● DATASET RECORDS
★ ★ ★
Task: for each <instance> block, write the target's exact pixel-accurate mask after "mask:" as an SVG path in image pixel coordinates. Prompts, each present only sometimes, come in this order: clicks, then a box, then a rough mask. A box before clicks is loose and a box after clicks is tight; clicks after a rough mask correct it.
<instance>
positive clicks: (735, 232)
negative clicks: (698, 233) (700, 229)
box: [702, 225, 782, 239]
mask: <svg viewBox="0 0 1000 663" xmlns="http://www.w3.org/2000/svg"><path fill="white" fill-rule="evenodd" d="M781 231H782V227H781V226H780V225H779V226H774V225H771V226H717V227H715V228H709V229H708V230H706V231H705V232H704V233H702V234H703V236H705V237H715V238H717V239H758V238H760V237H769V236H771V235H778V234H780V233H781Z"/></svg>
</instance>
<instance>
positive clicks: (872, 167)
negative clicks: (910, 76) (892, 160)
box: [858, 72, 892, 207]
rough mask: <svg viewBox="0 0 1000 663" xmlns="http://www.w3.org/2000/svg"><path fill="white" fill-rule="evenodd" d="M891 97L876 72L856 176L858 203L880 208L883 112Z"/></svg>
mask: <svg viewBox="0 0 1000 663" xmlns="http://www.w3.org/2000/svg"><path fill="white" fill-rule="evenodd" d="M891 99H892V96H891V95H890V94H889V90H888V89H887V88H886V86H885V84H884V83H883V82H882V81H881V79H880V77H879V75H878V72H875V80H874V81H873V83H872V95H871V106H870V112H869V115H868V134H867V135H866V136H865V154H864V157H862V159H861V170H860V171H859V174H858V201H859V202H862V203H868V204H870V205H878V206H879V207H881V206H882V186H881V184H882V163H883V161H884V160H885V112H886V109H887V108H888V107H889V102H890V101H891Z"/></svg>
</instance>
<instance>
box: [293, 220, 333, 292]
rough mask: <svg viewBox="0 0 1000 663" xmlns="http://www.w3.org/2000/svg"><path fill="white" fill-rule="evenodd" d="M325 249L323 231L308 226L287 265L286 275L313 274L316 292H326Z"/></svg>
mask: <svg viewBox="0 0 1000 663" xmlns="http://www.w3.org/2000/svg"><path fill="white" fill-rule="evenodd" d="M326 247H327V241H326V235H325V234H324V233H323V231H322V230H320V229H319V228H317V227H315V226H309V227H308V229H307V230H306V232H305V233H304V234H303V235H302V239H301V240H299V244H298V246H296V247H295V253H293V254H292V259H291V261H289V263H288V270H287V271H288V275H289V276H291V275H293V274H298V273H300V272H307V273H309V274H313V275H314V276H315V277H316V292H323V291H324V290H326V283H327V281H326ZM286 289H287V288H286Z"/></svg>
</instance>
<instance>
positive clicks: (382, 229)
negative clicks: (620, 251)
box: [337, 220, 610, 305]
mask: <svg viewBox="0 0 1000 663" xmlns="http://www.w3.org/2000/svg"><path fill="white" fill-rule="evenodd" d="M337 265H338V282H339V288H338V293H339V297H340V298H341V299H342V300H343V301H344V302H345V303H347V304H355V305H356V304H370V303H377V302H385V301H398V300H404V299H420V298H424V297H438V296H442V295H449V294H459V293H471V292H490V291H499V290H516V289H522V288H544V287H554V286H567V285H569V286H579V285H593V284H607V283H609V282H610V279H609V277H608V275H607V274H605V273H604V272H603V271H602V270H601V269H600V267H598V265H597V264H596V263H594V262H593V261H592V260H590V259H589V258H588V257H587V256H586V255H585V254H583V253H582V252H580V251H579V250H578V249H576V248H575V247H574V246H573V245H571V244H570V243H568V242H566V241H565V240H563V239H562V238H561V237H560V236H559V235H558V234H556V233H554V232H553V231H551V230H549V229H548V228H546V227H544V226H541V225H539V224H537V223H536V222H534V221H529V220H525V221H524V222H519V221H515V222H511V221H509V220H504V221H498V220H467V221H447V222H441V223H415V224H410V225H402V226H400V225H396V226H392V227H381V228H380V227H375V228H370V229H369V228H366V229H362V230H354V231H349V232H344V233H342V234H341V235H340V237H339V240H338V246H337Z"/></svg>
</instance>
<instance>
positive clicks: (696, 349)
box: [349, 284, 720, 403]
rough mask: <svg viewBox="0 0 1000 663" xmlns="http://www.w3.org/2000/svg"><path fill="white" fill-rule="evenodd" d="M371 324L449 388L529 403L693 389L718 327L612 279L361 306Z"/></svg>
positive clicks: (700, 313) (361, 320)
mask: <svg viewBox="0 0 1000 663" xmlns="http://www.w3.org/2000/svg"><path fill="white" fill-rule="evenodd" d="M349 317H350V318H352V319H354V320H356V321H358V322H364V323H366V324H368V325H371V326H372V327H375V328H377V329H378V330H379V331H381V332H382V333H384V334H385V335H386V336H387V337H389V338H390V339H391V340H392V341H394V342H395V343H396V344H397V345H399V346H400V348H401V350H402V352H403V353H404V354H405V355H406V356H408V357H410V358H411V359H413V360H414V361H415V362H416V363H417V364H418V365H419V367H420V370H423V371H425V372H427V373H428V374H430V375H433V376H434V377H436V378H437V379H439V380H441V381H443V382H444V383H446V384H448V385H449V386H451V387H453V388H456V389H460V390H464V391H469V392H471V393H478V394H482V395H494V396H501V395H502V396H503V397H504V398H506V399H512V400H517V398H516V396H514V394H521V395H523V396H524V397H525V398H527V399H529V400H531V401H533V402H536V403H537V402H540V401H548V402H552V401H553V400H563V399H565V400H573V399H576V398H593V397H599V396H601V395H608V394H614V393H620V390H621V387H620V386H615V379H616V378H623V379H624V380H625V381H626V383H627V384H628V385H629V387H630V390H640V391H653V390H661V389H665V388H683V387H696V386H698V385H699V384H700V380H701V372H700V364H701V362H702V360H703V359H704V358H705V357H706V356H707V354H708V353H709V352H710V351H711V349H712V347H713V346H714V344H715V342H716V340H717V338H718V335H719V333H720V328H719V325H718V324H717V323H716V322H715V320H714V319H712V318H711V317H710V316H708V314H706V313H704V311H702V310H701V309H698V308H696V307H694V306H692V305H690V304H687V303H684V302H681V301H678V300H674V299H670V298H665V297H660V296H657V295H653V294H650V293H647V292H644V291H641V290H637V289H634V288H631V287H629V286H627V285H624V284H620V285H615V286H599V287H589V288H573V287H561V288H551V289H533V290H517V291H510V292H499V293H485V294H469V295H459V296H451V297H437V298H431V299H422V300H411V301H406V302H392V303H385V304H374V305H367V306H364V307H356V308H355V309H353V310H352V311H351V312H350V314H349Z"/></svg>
★ ★ ★
● EXERCISE GOAL
Could you set down, exactly as written, the lines above between the one holding "box: [337, 220, 610, 305]" and the one holding "324L449 388L529 403L693", inclusive, and nothing more?

● YOUR RESPONSE
box: [337, 220, 610, 305]
mask: <svg viewBox="0 0 1000 663" xmlns="http://www.w3.org/2000/svg"><path fill="white" fill-rule="evenodd" d="M337 265H338V282H339V288H338V293H339V297H340V298H341V299H342V300H343V301H344V302H345V303H347V304H355V305H356V304H370V303H377V302H385V301H398V300H404V299H420V298H424V297H438V296H442V295H449V294H459V293H471V292H490V291H499V290H516V289H522V288H544V287H554V286H567V285H569V286H579V285H593V284H607V283H609V282H610V279H609V277H608V275H607V274H605V273H604V272H603V271H602V270H601V269H600V267H598V265H597V264H596V263H594V262H593V261H592V260H590V259H589V258H588V257H587V256H586V255H585V254H583V253H582V252H580V251H579V250H578V249H576V248H575V247H574V246H573V245H571V244H570V243H568V242H566V241H565V240H563V239H562V238H561V237H560V236H559V235H558V234H556V233H554V232H553V231H551V230H549V229H548V228H546V227H544V226H541V225H539V224H537V223H536V222H534V221H529V220H525V221H524V222H519V221H515V222H511V221H509V220H504V221H498V220H467V221H447V222H441V223H415V224H410V225H402V226H400V225H396V226H392V227H381V228H380V227H375V228H370V229H369V228H366V229H362V230H354V231H349V232H344V233H342V234H341V235H340V237H339V240H338V246H337Z"/></svg>
</instance>
<instance>
positive clicks: (696, 349)
box: [349, 284, 720, 403]
rough mask: <svg viewBox="0 0 1000 663" xmlns="http://www.w3.org/2000/svg"><path fill="white" fill-rule="evenodd" d="M371 324L449 388L529 403L693 389L718 327L612 279L361 306Z"/></svg>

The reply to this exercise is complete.